Land
Freistaat Bayern
Sozialgericht
Bayerisches LSG
Sachgebiet
Grundsicherung für Arbeitsuchende
Abteilung
7
1. Instanz
SG Regensburg (FSB)
Aktenzeichen
S 13 AS 102/06 ER
Datum
2. Instanz
Bayerisches LSG
Aktenzeichen
L 7 B 235/06 AS ER
Datum
3. Instanz
Bundessozialgericht
Aktenzeichen
-
Datum
-
Kategorie
Beschluss
Die Beschwerde gegen den Beschluss des Sozialgerichts Regensburg vom 10. März 2006 wird zurückgewiesen.
Die Beschwerdeführerin hat dem Beschwerdegegner auch die außergerichtlichen Kosten des Beschwerdeverfahrens zu erstatten.
Gründe:
I.
Die Beschwerdeführerin (Bf.) bewilligte dem Beschwerdegegner (Bg.) mit Bescheid vom 05.01.2006 für die Zeit vom 01.01. bis 30.06.2006 Leistungen zur Sicherung des Lebensunterhaltes nach dem Zweiten Buch Sozialgesetzbuch (SGB II) in höhe von monatlich 591,08 EUR bzw. 588,28 EUR. Nachdem sie bei einer Außendienstprüfung am 23.01.2006 festgestellt hatte, dass der Bg. mit einer Frau H. eine gemeinsame Wohnung bewohnt, forderte sie ihn mit Schreiben vom 24.01.2006 auf, den Fragebogen "eheähnliche Gemeinschaft" auszufüllen, ebenso u.a. den Fragebogen "Vermögen und Einkommennachweis von Frau H.". Sollte er bis 10.02.2006 die angeforderten Unterlagen nicht einreichen, werde die Bf. die Geldleistung bis zur Nachholung der Mitwirkung ganz versagen. Die laufende Zahlung sei bis zur Klärung vorläufig gestoppt worden.
Der Bg. reichte den von ihm unter dem Datum 31.01.2006 ausgefüllten Fragebogen zur Überprüfung des Vorliegens einer eheähnlichen Gemeinschaft ein, auf dem sich der von Frau H. verfasste handschriftliche Zusatz befindet, sie habe gegenüber dem Bg. keinerlei finanzielle Verpflichtungen und sei auch nicht bereit, ihre finanziellen Verhältnisse offen zu legen.

....................

Auftrag 1.
Beantworte anhand des Gerichtsbeschlusses:
(a) Welches Gericht entschied in erster Instanz?
(b) Für welchen Zeitraum wurden mit Bescheid vom 05.01.2006 Leistungen bewilligt?
(c) Unter welchem Datum füllte der Bg. den Fragebogen zur eheähnlichen Gemeinschaft aus?

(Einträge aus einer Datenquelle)
....................

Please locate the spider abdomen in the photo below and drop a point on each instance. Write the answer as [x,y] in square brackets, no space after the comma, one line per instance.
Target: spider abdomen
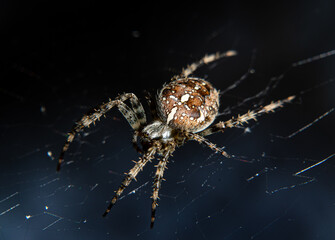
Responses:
[189,104]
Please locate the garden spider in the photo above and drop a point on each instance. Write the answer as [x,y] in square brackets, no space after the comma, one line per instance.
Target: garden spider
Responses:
[183,110]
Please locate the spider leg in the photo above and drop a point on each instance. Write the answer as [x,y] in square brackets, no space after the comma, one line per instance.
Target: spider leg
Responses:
[139,165]
[136,106]
[135,143]
[161,166]
[201,139]
[97,113]
[241,119]
[205,60]
[152,104]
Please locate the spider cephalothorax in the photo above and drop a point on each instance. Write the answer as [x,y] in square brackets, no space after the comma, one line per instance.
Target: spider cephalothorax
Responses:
[184,110]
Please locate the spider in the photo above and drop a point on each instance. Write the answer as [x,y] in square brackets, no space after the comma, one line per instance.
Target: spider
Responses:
[183,110]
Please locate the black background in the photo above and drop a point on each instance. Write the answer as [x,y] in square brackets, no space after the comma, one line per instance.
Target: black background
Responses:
[59,60]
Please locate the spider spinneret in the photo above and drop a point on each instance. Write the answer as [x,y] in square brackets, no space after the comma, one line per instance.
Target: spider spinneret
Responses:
[184,110]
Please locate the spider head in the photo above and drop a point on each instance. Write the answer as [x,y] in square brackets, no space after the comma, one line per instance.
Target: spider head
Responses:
[189,104]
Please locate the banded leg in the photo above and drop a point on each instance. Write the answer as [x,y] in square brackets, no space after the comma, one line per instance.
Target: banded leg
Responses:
[139,165]
[136,106]
[135,143]
[152,104]
[205,60]
[205,141]
[241,119]
[161,166]
[90,118]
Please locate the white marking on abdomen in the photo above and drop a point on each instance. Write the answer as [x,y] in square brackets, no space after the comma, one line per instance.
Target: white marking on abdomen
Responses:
[171,114]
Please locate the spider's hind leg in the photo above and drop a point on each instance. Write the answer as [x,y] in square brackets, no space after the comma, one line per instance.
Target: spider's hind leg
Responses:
[242,119]
[205,60]
[161,166]
[202,140]
[139,165]
[135,117]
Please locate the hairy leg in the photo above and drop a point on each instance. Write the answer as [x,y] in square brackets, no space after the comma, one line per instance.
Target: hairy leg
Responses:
[161,166]
[241,119]
[97,113]
[205,60]
[139,165]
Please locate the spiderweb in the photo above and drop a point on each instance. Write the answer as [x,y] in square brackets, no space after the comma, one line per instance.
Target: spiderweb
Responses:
[279,184]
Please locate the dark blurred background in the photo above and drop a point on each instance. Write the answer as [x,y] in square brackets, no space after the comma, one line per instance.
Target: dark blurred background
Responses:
[60,59]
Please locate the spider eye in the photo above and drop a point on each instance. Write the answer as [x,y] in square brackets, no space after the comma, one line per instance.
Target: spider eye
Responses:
[189,104]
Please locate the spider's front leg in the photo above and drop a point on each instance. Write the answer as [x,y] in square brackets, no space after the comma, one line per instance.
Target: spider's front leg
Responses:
[250,115]
[134,115]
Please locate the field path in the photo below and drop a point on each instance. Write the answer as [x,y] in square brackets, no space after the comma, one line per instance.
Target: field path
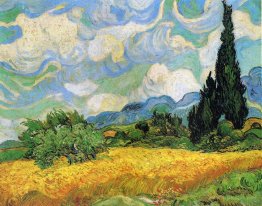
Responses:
[127,171]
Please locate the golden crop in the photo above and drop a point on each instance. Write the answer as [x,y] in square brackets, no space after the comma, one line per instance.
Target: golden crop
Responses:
[127,171]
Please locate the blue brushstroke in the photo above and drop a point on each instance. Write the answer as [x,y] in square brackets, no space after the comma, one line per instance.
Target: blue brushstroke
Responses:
[10,34]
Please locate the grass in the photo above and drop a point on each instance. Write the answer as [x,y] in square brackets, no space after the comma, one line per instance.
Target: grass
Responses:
[237,188]
[123,171]
[11,144]
[11,155]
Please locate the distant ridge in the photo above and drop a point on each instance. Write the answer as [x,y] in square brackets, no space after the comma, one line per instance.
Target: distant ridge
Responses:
[137,111]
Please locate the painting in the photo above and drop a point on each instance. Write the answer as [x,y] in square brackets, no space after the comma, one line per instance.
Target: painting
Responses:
[130,103]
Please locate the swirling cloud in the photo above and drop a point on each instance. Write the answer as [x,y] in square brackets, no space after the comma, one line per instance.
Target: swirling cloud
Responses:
[156,45]
[9,34]
[42,34]
[106,102]
[253,83]
[160,81]
[210,19]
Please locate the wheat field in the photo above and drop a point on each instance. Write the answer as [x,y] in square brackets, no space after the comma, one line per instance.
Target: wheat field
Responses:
[127,171]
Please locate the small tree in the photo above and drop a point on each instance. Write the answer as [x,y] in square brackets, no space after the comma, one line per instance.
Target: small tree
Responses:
[61,134]
[143,126]
[168,124]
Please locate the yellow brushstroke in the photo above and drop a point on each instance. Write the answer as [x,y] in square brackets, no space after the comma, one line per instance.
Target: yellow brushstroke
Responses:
[129,171]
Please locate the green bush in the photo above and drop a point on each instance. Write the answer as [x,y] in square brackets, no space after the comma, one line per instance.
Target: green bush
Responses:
[10,155]
[225,128]
[61,134]
[143,126]
[256,132]
[135,135]
[256,125]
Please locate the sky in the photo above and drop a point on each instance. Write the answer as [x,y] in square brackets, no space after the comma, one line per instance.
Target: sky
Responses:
[98,55]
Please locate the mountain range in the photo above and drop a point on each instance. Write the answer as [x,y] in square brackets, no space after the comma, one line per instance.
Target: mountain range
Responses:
[138,111]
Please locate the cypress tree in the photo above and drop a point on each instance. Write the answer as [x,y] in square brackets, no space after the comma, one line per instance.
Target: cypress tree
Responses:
[230,90]
[203,118]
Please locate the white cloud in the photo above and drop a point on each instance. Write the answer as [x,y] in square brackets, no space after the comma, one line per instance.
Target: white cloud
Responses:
[105,102]
[160,81]
[110,40]
[208,21]
[244,27]
[81,89]
[9,129]
[46,32]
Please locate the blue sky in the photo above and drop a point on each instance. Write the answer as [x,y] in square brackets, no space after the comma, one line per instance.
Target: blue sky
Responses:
[98,55]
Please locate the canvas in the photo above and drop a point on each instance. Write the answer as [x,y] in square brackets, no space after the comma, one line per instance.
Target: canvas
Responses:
[130,102]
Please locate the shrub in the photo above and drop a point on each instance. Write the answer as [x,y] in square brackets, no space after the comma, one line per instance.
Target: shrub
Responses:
[143,126]
[256,125]
[61,134]
[135,135]
[168,124]
[225,128]
[256,132]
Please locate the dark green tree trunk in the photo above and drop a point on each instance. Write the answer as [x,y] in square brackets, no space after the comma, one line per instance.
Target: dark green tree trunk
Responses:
[230,90]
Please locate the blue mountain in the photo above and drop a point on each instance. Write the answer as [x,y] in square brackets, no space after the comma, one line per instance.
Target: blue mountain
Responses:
[137,111]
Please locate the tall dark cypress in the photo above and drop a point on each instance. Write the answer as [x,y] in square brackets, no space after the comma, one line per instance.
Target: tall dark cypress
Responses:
[230,90]
[204,117]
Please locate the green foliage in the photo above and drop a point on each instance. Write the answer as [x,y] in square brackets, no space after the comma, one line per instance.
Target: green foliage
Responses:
[10,155]
[225,128]
[203,118]
[256,125]
[255,132]
[135,135]
[230,90]
[78,144]
[61,134]
[234,189]
[168,124]
[143,126]
[11,144]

....................

Auftrag 2.
Gib an, in wie vielen Zeilen der Datensätze die Zeichenfolge „trunk“ vorkommt. Nenne nur die Zahl.

Richtige Antwort 1.
(a) SG Regensburg (FSB)
(b) 01.01. bis 30.06.2006
(c) 31.01.2006

Richtige Antwort 2.
2